(Beginning of Material for the task)

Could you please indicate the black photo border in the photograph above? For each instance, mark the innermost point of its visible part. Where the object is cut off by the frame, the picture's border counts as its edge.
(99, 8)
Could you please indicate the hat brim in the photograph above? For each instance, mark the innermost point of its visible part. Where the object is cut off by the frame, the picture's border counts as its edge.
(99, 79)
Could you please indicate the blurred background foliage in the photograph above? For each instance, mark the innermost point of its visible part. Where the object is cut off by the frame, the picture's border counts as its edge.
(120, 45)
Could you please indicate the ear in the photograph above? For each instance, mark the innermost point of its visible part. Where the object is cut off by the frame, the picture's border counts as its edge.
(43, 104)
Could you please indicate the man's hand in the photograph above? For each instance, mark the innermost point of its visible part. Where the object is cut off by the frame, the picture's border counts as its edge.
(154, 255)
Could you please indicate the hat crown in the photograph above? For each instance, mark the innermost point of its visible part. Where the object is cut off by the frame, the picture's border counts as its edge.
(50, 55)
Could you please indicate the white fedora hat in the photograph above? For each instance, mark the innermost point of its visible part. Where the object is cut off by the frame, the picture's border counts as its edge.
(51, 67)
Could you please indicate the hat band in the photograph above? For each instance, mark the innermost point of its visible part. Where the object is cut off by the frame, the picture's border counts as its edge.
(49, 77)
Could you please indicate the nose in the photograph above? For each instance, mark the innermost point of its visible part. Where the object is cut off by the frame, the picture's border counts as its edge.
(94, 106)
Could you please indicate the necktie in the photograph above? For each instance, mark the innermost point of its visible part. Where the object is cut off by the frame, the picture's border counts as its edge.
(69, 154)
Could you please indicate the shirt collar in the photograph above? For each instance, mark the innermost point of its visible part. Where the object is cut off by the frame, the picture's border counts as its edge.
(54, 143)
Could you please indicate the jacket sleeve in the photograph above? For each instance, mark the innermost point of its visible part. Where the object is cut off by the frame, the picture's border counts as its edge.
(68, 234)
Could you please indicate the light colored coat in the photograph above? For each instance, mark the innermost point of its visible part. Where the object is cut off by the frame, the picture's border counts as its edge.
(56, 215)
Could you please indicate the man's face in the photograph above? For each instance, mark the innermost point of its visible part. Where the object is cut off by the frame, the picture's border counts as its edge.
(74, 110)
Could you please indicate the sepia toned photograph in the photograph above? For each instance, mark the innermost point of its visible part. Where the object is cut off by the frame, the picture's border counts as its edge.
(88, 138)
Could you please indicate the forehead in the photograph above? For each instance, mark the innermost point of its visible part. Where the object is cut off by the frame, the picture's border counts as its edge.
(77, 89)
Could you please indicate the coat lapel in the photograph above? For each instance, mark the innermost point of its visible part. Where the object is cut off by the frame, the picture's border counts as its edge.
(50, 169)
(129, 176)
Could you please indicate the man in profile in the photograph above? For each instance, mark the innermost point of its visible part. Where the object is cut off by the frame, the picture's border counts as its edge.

(End of Material for the task)

Directions for this task -> Each line of the data should be transcribed exactly.

Solution to this exercise ->
Could you please indicate the black photo border in the photograph above? For each instance, mark the innermost point of its visible part. Where the object is cut off by the frame, the picture's border counts as its edge.
(99, 8)
Could you please indicate the hat brim in the photograph above? For each instance, mark the innermost point of its visible part. Where the object is cut off by the frame, the picture's border counts as its edge.
(99, 79)
Could you please indicate the blurred background foliage in the photograph above? For each instance, mark the innermost point of its visible part. Where the object is cut off by the frame, the picture's border counts as its edge.
(120, 45)
Could you please indicate the ear in the photograph above? For each instance, mark the innermost point of its visible part. Where the object is cut off by the frame, the picture's border counts as its edge.
(43, 104)
Could you please indicate the man's hand in the photograph above? For each instance, mark the innermost point of its visible part. Where the object is cut off by the frame, the picture's border counts as its edge.
(154, 255)
Could you please indicate the hat crown in the photograph above? For each instance, mark the innermost point of its visible part. Where the object is cut off by the frame, the picture's border counts as its edge.
(50, 55)
Could you please indicate the white fedora hat in the photograph above? For each instance, mark the innermost point of its visible part. Where the object is cut off by the frame, the picture's border counts as its edge.
(51, 67)
Could you please indicate the hat band in the photograph above? For each instance, mark the innermost point of its visible part. Where the object is cut off by the frame, the picture's border counts as its edge.
(49, 77)
Could you please indicate the nose in the photograph above? For each instance, mark the innermost point of its visible part. Where the object is cut off by the frame, the picture's border counts as its edge.
(94, 106)
Could you please indicate the necktie in the photograph above? For each instance, mark the innermost point of its visible part. Where the object is cut off by the frame, the picture's border counts as its edge.
(69, 154)
Could you please indicate the shirt collar in the photograph above? For each instance, mark the innermost point of its visible part. Where the object is cut off by the frame, the picture's border counts as its edge.
(54, 143)
Could you please indicate the jacket sleeve in the photograph above? For each instance, mark the innermost point of its visible part. Where the object is cut off by the frame, the picture's border counts as its edge.
(68, 234)
Could you please indicate the light colored coat in the photograph above? For each instance, mark the innermost point of its visible part. Where the object is cut off by the frame, the picture's border counts as its edge.
(56, 215)
Could you please indicate the man's face in the photograph above? For each instance, mark the innermost point of its visible part. Where the object is cut off by the frame, the picture's border counts as its edge.
(74, 110)
Could you please indicate the sepia toned photograph in the photograph above? For each instance, mark the innermost point of its visible part. Where the object is cut off by the frame, the picture's border counts as its edge.
(88, 138)
Could you please indicate the forehead in the photograph above? For each instance, mark the innermost point of its visible part. Where the object is cut off by the frame, the picture's border counts as its edge.
(77, 89)
Could you please indicate the coat lapel in the photograph above? For each instance, mark the innermost point of its visible part. Where the object is cut off by the frame, the picture's border counts as its edge.
(50, 169)
(129, 176)
Could you please indicate the man in profile in the photograph above? For each instance, mark the innermost point of its visible part. Where the object is cut off by the frame, the picture's border counts as its edge.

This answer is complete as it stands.